━━ Document passage
05 Feb 2018

Recently I stumbled across Decoupled Neural Interfaces using Synthetic Gradients which aims to solve one of the biggest slowdowns in Deep Learning: the propagation step (In terms of the training, it’s probably the only real step - things like moving data between GPUs and such aren’t often discussed from an algorithmic point of view). This is especially useful because if we can sidestep the issue of needing to complete a forward and backward pass on the data, we can dramatically speed up training. This becomes especially useful when doing training for a single large neural network on multiple GPUs, or on some distributed cluster machine.

I’m going to assume you’re someone who is familiar with Neural Networks, so at times I may use words like “obviously”, or “we can see”; if these terms don’t apply to you, don’t be afraid to message me, I’ll try to redirect you to resources that make it so that what I say becomes obvious in the future :) It’s all about learning, I promise.

# Foreword

The first time I heard about this paper I was absolutely flabbergasted - the idea that you could estimate your gradients seems like cheating to me - if you can guess your error rate why would you even bother with actually propagating the data through the network. If you feel the same way as I did, hopefully the following post will put your mind at ease by providing you with an intuitive reason as to why it works WITHOUT appealing to authority in that ‘the paper is probably right because the authors are smart and know what they’re doing’. I’ll try to ask the right questions and poke at things so that we both come away richer from this deep dive into Synthetic Gradients.
━━━━
▶ **Problem details**:
Sum up the synthetic gradients post in two sentences. The lines that follow have nothing to do with the synthetic gradients post.
━━ Provided records
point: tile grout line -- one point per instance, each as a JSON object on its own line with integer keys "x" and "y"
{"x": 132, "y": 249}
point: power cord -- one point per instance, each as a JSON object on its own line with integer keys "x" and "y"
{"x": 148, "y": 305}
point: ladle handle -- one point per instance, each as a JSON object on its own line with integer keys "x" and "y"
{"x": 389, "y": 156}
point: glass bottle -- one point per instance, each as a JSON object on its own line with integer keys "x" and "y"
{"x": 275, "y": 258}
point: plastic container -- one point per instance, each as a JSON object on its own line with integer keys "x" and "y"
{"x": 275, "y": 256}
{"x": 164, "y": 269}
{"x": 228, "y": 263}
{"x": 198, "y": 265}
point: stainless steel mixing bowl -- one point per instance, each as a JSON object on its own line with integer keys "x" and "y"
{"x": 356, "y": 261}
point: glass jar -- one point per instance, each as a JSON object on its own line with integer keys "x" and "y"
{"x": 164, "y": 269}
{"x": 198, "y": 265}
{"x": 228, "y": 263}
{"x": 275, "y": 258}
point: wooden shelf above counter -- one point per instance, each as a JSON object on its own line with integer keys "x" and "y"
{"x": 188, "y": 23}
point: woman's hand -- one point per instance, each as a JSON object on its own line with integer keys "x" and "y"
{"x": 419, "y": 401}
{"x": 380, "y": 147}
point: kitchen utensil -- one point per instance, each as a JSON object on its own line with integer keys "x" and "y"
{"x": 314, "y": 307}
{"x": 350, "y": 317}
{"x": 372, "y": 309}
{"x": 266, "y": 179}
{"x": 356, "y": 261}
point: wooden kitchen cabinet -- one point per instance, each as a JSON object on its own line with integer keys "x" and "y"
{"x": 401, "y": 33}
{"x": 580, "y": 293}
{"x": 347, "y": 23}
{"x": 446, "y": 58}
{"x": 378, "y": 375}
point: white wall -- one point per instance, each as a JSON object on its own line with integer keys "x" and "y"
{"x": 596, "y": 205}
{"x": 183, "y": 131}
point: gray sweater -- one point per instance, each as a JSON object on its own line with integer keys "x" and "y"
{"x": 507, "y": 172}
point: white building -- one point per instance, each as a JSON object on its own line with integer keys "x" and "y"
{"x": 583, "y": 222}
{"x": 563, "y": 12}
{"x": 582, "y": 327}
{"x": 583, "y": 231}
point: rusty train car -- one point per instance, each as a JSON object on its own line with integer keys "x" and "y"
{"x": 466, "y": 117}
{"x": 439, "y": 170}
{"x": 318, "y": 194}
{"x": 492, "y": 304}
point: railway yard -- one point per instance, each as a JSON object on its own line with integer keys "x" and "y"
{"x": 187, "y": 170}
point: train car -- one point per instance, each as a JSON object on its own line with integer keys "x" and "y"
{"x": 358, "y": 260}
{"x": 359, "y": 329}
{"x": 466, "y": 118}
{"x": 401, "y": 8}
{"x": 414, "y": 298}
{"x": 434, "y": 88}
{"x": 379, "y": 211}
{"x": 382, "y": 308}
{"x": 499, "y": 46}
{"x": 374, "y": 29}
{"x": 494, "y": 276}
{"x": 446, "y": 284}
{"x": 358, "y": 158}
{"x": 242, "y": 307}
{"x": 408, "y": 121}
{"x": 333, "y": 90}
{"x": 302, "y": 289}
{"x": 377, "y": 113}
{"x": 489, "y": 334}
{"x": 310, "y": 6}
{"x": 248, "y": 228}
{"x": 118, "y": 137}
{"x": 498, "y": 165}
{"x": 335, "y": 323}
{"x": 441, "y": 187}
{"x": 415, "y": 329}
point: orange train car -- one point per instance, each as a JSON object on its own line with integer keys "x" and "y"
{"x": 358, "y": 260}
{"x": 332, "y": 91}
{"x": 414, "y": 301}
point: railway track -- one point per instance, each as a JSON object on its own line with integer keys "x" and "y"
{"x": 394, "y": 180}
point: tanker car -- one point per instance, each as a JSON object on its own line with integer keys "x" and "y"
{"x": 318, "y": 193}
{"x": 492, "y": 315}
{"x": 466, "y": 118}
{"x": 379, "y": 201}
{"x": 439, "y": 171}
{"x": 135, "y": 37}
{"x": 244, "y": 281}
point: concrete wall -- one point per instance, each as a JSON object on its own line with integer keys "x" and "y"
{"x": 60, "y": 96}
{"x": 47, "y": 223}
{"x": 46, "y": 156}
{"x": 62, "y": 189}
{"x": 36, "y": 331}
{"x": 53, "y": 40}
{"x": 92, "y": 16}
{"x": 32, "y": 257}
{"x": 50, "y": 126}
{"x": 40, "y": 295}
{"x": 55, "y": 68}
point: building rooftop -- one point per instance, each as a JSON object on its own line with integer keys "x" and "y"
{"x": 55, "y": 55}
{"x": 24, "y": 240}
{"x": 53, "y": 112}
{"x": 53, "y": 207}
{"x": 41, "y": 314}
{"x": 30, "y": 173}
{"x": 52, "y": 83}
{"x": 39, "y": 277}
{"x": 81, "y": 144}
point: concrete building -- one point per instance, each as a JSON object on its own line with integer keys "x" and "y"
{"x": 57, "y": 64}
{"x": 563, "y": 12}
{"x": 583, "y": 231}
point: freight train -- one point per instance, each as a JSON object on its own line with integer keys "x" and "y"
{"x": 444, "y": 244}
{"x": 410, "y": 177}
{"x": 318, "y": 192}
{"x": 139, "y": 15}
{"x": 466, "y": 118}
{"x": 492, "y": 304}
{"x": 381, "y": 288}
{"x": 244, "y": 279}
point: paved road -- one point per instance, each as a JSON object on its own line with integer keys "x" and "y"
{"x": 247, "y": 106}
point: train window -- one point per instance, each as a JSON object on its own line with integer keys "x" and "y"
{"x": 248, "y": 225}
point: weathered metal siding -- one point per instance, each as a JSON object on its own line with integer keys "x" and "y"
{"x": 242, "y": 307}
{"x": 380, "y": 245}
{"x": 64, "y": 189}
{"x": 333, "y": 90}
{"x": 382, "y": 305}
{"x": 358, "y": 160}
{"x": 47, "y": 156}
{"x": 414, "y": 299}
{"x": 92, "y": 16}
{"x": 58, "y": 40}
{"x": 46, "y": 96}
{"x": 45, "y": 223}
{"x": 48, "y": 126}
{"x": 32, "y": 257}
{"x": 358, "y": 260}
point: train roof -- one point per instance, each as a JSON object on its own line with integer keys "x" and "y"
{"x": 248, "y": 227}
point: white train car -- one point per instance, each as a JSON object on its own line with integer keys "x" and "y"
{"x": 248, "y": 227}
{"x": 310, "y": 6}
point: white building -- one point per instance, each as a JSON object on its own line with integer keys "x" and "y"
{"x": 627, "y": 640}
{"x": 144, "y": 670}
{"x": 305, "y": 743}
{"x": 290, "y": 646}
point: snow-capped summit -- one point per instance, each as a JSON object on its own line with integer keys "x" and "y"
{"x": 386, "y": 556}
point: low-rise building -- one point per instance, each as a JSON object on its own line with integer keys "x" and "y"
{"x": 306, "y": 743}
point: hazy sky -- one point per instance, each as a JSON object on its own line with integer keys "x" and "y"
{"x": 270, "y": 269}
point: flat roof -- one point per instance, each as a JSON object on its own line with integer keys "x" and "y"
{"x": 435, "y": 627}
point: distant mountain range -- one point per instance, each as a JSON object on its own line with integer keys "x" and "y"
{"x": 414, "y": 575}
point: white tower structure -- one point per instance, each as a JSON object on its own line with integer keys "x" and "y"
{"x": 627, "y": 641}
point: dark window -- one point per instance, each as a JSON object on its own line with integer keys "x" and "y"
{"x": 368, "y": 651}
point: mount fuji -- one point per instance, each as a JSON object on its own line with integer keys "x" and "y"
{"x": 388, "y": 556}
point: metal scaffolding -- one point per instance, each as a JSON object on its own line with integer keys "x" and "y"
━━━━
▶ **Exercise solution**:
The synthetic gradients post introduces the paper "Decoupled Neural Interfaces using Synthetic Gradients," which aims to speed up training by sidestepping the need to complete a forward and backward pass on the data, something especially useful when training a single large neural network on multiple GPUs or a distributed cluster. The writer, who first thought that estimating gradients seemed like cheating, sets out to give an intuitive reason why it works without appealing to the authority of the paper's authors.